Problem details >> Would you retype the listing word for word, skipping its pictures?

Material shown >>

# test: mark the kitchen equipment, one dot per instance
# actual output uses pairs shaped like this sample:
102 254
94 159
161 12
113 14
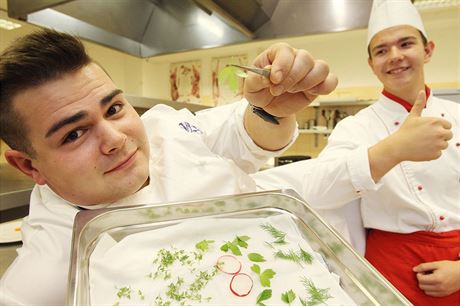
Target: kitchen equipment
260 71
283 160
357 277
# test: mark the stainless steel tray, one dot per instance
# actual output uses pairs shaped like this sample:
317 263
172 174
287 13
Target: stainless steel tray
358 278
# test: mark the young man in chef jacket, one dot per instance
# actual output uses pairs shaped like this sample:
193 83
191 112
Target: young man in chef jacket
72 131
401 158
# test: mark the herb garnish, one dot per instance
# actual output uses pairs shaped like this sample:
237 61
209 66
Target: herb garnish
277 234
317 296
239 241
203 245
288 297
265 276
263 296
256 257
298 257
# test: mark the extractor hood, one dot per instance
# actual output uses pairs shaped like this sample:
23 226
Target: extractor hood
146 28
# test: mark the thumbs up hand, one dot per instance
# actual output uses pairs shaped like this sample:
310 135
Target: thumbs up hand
421 138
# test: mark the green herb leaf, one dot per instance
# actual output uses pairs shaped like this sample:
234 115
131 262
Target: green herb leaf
203 245
277 234
256 269
224 247
263 296
317 296
256 257
266 276
288 297
235 249
230 75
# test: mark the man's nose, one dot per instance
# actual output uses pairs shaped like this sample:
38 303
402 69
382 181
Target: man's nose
395 53
111 137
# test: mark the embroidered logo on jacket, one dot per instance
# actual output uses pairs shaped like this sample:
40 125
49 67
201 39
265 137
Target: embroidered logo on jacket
190 127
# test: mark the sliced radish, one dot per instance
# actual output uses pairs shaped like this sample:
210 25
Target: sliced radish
228 264
241 284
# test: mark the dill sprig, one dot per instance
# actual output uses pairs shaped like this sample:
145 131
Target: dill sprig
277 234
298 257
317 296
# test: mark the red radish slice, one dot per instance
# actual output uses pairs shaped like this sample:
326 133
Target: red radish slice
241 284
228 264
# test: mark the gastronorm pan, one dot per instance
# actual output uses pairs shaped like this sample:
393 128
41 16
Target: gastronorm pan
358 278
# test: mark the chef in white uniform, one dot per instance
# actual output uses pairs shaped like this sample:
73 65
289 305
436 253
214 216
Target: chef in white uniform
401 158
86 147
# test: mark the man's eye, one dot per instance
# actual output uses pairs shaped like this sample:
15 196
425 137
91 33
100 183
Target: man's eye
72 136
114 109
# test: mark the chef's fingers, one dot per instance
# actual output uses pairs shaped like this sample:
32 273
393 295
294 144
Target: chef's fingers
419 104
300 69
316 75
281 57
446 124
427 279
325 87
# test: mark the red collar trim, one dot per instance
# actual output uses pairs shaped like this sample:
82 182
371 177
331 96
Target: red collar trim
403 102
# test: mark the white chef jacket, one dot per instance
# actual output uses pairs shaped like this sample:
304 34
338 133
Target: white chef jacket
413 196
191 157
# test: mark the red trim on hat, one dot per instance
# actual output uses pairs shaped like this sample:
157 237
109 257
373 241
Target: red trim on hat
404 103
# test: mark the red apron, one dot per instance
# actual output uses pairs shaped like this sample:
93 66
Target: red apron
394 255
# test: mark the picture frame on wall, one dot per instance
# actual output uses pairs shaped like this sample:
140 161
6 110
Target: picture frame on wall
221 93
184 80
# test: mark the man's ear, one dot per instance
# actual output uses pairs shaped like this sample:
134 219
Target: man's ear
429 48
369 62
23 163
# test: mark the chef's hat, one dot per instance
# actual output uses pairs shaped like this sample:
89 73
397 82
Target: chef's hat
389 13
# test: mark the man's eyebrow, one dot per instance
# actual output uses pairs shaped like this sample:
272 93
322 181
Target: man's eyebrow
110 96
399 41
66 121
78 116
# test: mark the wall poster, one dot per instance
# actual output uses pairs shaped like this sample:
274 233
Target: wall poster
184 80
221 93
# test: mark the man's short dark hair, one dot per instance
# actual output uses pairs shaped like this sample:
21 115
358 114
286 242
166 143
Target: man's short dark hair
424 41
31 61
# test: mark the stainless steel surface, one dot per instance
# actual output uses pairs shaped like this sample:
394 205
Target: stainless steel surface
260 71
146 103
15 188
358 278
150 27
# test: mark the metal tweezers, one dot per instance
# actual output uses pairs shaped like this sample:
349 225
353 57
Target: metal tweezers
260 71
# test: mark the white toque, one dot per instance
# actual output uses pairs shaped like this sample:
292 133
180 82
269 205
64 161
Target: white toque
389 13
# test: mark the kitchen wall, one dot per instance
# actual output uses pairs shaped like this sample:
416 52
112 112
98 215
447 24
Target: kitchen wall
344 51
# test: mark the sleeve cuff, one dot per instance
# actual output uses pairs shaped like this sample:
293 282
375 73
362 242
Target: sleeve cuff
360 172
250 144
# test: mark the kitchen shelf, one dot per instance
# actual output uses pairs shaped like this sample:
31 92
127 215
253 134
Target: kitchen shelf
311 131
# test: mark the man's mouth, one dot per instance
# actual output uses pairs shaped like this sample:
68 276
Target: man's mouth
125 163
397 70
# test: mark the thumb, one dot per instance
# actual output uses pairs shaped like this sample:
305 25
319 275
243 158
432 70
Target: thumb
419 104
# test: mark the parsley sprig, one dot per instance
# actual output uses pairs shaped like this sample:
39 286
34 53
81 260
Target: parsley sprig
264 276
317 296
288 297
263 296
299 257
278 235
234 246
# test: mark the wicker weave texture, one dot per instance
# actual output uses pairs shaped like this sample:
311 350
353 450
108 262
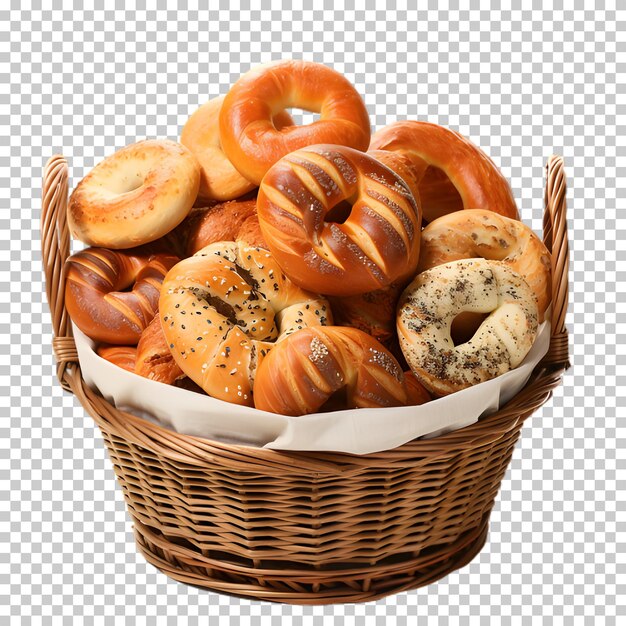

Exercise response >>
# test: mark the kitchen equipment, one dot per instance
# actual output uses pairs shaped like this sample:
102 254
94 159
161 12
113 14
Target: kitchen equipment
260 71
283 160
357 277
# test: mark the stainless steel tray, one dot per instance
# actual output uses pairs shaped like this sample:
317 263
172 174
287 13
Target: stainless steel tray
358 278
# test: mark the young man in chef jacket, one dot per instance
# actual output uses pairs shaped like this sample:
193 83
191 112
Target: young man in chef jacket
72 131
401 158
# test: mark the herb garnish, one dot per instance
# actual output uses pairs shaped like this sample:
237 61
209 66
Target: herb garnish
277 234
317 296
239 241
203 245
288 297
265 276
263 296
256 257
298 257
# test: mark the extractor hood, one dot per instance
# actual output uses pairs shaped like this sample:
23 226
Target: extractor hood
146 28
# test: mark the thumbs up hand, one dot per instance
# actual output uses pairs shaped like this sample:
310 135
Target: thumbs up hand
421 138
# test: mark the green herb leaf, one dot per instance
# actual output uses pairs shaped like this sample:
234 115
131 262
Target: green herb leaf
203 245
277 234
256 269
224 247
263 296
317 296
256 257
266 276
288 297
235 249
230 75
# test: mark the man's nose, one dot per instance
# actual output uses pairs shaped like this sample:
38 303
402 69
382 181
Target: man's nose
395 53
111 137
# test: mark the embroidered logo on jacket, one dot per instance
# actual output uses pairs shaped like this sample:
40 125
49 67
201 39
265 137
Target: embroidered logo on jacket
190 127
# test: mark the sliced radish, one dot per instance
# actual output uses pairs shaped like this sample:
210 25
Target: sliced radish
228 264
241 284
# test: mark the dill sprig, one dot per instance
# actual output uses pairs shaped like this sample:
145 131
Target: dill sprig
277 234
298 257
317 296
# test: mark the red radish slice, one dot per instance
# actual output uses pairs shaped like this sample:
326 133
Target: red radish slice
241 284
228 264
# test: mark the gastronorm pan, one dot per instance
# actual output uses pairs shaped like this sample:
393 128
41 16
Target: gastronorm pan
358 278
# test: mark the chef in white uniform, one dot per instance
# actual output uses pairs shaped like this sample:
73 65
289 305
436 253
214 216
Target: chef in white uniform
401 158
86 147
# test: mark the man's eye, one dot per instance
# actual output uses pairs shaped like this sample:
15 196
425 137
91 33
100 183
Target: man's eye
72 136
114 109
# test: mark the chef's fingers, one dot per instance
# actual output uses pairs shaped like this sample:
32 273
393 295
294 144
Target: chef's fingers
419 104
300 69
316 75
281 57
446 124
427 279
325 87
# test: mark the red collar trim, one dot per instance
# actual output uses pairs shaped like this sample:
82 182
371 177
331 96
Target: red collar trim
403 102
# test: mark the white chef jacket, one dot per instance
# actual output uses pairs shaped like this sample:
304 34
338 133
Target: white chef jacket
413 196
191 157
# test: mark the red trim on hat, one dot per instance
# actual output uses pairs shaped like this sample:
157 237
109 257
373 241
Target: red trim on hat
404 103
# test: mark the red apron, one dot per instance
# actual output uses pairs shaped like this sample:
93 66
Target: red apron
394 255
# test: mark the picture frame on wall, one dot per instance
# actual output uses pairs shaped like this sample:
140 161
6 110
Target: picture frame on wall
221 93
184 80
# test: mark the man's ear, one dot per instance
# actual output uses pairs shaped like this sample:
134 219
Target: man's ear
429 48
369 62
23 163
# test: mark the chef's hat, one dot per instance
# actual output uses pairs shaped like this sample:
89 73
397 82
Target: chef's hat
389 13
# test: mark the man's eyebrow, one dot per instance
# actual output uses pairs shaped like this sample:
272 93
322 181
Target: man's eyebrow
110 96
399 41
66 121
78 116
# test: mark the wall poster, one dot per instance
# actual output uses pairs shaped like this sample:
274 233
Target: wall poster
184 80
221 93
# test: mark the man's short dark hair, one dot per instance
# actual output uses pairs shaped like this sample:
21 115
358 114
286 242
166 143
Target: man's short dark hair
424 41
31 61
# test: mark the stainless steel surface, one dot per instance
# actual output uses pairs shaped like this sample:
394 205
Target: stainless steel surface
260 71
146 103
15 188
358 278
150 27
# test: mark the metal tweezers, one dot per instance
# actual output uses pairs shaped like this sample:
349 225
353 57
Target: metal tweezers
260 71
# test: mark the white toque, one dot per instance
# actual output uses pairs shaped like this sample:
292 133
180 82
269 205
64 161
Target: white toque
389 13
# test: mark the kitchen wall, one dot per instance
# actual output uses pairs shaped like this sample:
416 52
112 112
98 215
447 24
Target: kitchen wall
344 51
# test: mark the sleeve cuff, one dot per instance
# actual output uses pairs shaped like this sample:
293 282
375 73
362 242
Target: sleeve cuff
360 172
250 144
# test: mark the kitchen shelf, one dot per instance
# actual output uses pairs shaped like this sample:
31 92
127 215
253 134
Target: kitchen shelf
311 131
# test: mark the man's mouth, one dot per instance
# actual output uses pairs shaped like this sample:
68 276
Target: man's mouth
125 163
397 70
# test: mark the thumb, one dot per instance
# actual output uses pairs shaped like this sample:
305 25
319 275
243 158
432 70
Target: thumb
419 104
# test: mark the parsley sprig, one dot per instance
# actual output uses pairs shaped like this sample:
39 286
34 53
81 260
Target: parsley sprig
264 276
317 296
288 297
263 296
299 257
278 235
234 246
# test: mark the wicker weave texture, one dot per instance
# actual output uses pairs shaped like this sample:
311 350
353 450
108 262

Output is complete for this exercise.